> GIVEN ENTRIES:

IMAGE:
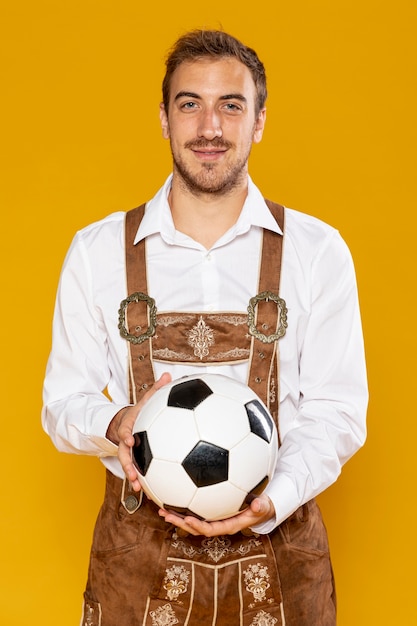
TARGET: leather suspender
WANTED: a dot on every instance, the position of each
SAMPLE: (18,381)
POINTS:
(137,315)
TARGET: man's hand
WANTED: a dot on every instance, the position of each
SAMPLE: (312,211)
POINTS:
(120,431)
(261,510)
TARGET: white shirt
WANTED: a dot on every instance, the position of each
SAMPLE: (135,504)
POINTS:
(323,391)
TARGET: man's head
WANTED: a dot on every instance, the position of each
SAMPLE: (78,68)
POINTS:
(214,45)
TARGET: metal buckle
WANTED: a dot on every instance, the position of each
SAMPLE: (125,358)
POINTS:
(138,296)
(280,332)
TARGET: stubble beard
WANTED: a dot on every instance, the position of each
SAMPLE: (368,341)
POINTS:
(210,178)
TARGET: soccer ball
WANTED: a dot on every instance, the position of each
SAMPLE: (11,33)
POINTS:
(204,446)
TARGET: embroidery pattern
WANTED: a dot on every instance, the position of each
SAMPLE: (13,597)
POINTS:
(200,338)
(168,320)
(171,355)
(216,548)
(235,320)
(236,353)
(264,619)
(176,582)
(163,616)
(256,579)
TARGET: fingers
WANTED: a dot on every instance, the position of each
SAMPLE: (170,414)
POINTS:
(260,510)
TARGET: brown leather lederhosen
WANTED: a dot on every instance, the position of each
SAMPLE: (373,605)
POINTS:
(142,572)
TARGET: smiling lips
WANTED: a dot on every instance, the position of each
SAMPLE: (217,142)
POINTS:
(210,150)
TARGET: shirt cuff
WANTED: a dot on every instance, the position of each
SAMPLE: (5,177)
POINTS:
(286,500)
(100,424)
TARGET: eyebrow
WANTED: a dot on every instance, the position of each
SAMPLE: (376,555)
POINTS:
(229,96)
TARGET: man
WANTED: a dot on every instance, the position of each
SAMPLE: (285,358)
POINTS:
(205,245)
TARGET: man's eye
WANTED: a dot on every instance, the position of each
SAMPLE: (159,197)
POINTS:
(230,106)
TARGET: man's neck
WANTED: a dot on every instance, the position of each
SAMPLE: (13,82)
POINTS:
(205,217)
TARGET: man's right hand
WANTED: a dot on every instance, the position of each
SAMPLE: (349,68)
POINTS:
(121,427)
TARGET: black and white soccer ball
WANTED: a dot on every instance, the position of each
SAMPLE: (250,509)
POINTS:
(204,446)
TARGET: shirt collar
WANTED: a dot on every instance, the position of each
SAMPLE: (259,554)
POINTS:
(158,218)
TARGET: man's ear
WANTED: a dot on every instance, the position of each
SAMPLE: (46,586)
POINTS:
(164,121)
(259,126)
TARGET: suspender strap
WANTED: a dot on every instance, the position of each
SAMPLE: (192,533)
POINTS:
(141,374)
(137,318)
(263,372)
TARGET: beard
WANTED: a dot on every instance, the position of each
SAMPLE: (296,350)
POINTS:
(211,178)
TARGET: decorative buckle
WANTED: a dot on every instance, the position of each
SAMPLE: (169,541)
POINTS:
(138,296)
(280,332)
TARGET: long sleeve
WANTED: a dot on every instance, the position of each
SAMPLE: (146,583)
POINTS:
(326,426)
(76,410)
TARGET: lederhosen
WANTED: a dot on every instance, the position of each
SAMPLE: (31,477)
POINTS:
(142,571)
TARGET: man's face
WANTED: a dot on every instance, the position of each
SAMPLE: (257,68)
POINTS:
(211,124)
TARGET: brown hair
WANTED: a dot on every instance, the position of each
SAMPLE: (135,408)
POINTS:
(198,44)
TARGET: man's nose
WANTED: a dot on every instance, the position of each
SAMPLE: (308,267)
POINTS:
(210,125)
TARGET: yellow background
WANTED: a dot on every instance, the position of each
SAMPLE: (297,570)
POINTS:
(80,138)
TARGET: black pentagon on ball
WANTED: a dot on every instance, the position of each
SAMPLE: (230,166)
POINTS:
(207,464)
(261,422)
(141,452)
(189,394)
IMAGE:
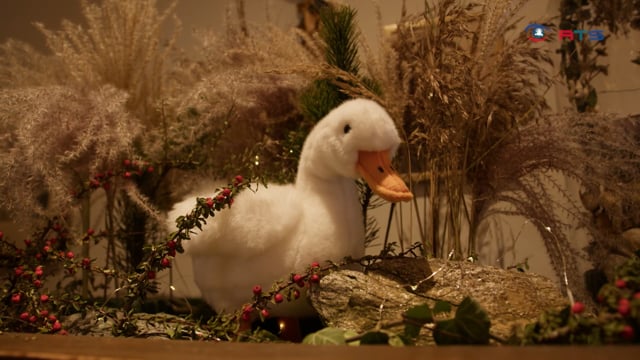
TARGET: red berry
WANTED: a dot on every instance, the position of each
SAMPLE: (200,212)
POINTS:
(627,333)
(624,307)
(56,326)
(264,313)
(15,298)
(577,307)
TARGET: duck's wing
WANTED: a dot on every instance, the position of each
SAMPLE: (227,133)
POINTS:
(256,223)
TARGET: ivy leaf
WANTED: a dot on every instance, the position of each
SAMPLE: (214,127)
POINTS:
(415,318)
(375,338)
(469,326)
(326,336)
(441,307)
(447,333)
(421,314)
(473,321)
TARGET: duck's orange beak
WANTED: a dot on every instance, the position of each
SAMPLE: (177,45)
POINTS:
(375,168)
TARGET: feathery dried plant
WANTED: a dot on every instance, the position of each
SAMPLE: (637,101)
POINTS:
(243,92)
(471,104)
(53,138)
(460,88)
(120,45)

> WORK TO BE COMPLETED:
Copy out all the entries again with "a mark on each instance" substituted for "a dot on every instance" each time it appears, keeping everything else the same. Omit the pictures.

> CORRECT OUTPUT:
IMAGE:
TARGET: leather suspender
WANTED: a mark on each instance, the position of each
SAMPLE: (18,381)
POINTS:
(137,315)
TARGET: man's hand
WANTED: a mark on each instance, the position of each
SAMPLE: (312,211)
POINTS:
(120,431)
(261,510)
TARGET: white shirt
WANTED: a mark on each instance, the position of each
SAMPLE: (135,504)
POINTS:
(323,391)
TARGET: man's head
WANTED: a mark on each instance, the position of each
SAMPLE: (78,68)
POINTS:
(214,45)
TARGET: metal buckle
WANTED: a mark on each instance, the position of each
SAMPLE: (125,358)
POINTS:
(138,296)
(280,332)
TARGET: stubble beard
WANTED: a mark on each instance, the position of each
SAMPLE: (368,341)
POINTS:
(210,178)
TARGET: soccer ball
WANTED: a mark on each instance, the position of each
SAMPLE: (11,33)
POINTS:
(204,446)
TARGET: embroidery pattern
WANTED: a mark on each instance, the position of each
SAMPLE: (13,597)
POINTS:
(200,338)
(168,320)
(171,355)
(216,548)
(235,320)
(236,353)
(264,619)
(176,582)
(163,616)
(256,579)
TARGET: fingers
WANTED: a mark on each instance, the position of each
SAMPLE: (170,414)
POINTS:
(260,510)
TARGET: brown leather lederhosen
WANTED: a mark on each instance, the position of each
SAMPLE: (373,605)
POINTS:
(142,572)
TARGET: smiling lips
WANTED: a mark on each instance, the position of each
SAMPLE: (217,142)
POINTS:
(210,150)
TARGET: shirt cuff
WANTED: a mark on each instance, the position of each
SAMPLE: (5,177)
POINTS:
(286,500)
(100,424)
TARGET: eyebrow
WANTED: a mark on each instance, the position of each
SAMPLE: (376,555)
POINTS:
(229,96)
TARGET: man
WANTED: a mark on each instance, the position of each
SAMPLE: (285,358)
POINTS:
(205,245)
TARGET: man's eye
WANTED: a mark on each instance, the position of each
SAMPLE: (159,197)
POINTS:
(230,106)
TARGET: man's neck
WANTED: a mark on each instance, the position of each
SAMPLE: (13,82)
POINTS:
(205,217)
TARGET: man's right hand
WANTED: a mark on each instance, the position of each
SAMPLE: (349,68)
POINTS:
(121,427)
TARGET: black and white soccer ball
WANTED: a mark on each instance, the position of each
SAMPLE: (250,509)
POINTS:
(204,446)
TARGET: shirt collar
WANTED: a mark on each instance, the position of each
SAMPLE: (259,554)
POINTS:
(158,218)
TARGET: man's ear
WANTED: a mark on each instance, the position of each
SAMPLE: (46,586)
POINTS:
(164,121)
(259,126)
TARGET: suspender strap
WANTED: a mark on each instance, the position of each
SAMPLE: (192,533)
POINTS:
(141,374)
(137,318)
(263,372)
TARGET: beard
WANTED: a mark on each instance, the position of each
SAMPLE: (296,350)
POINTS:
(211,178)
TARGET: decorative buckle
WANTED: a mark on each instance, the position of each
SAMPLE: (169,541)
POINTS:
(138,296)
(280,332)
TARGET: long sleeve
WANTED: a mark on each instance, the position of each
SAMPLE: (146,583)
POINTS:
(326,426)
(76,410)
TARGET: lederhosen
WANTED: a mark on each instance, the position of each
SAMPLE: (31,477)
POINTS:
(142,571)
TARGET: man's face
WANTED: a mark on each instance, the position of each
SAMPLE: (257,68)
POINTS:
(211,124)
TARGET: brown hair
WANTED: a mark on each instance, the position of each
SAMPLE: (135,408)
POINTS:
(198,44)
TARGET: man's nose
WANTED: a mark on each instance, the position of each
SAMPLE: (308,267)
POINTS:
(210,125)
TARGET: yellow background
WANTED: a mark on each instance, the position of each
SAMPLE: (297,570)
POINTS:
(80,138)
TARGET: black pentagon on ball
WANTED: a mark on each instance, the position of each
SAMPLE: (230,166)
POINTS:
(207,464)
(261,422)
(141,452)
(189,394)
IMAGE:
TARGET: red berry
WANTED: a mark on each instance, the position of each
SAMPLE: (200,212)
POINTS:
(627,333)
(624,307)
(56,326)
(264,313)
(15,298)
(577,307)
TARGET: duck's wing
WANTED: a mark on each instance, the position of each
SAMPLE: (227,133)
POINTS:
(256,223)
TARGET: ivy leaf
WANTED: a mark on each instance, the position of each
SAMPLE: (214,127)
POINTS:
(415,318)
(375,338)
(469,326)
(326,336)
(441,307)
(447,333)
(421,314)
(473,321)
TARGET: duck's orange beak
WANTED: a mark on each instance, the position of each
SAMPLE: (177,45)
POINTS:
(375,168)
TARGET: feathery dried plant
WANTED: a mark on each instance, the position of each
SAMPLE: (637,101)
POINTS:
(243,92)
(471,104)
(53,138)
(460,88)
(120,45)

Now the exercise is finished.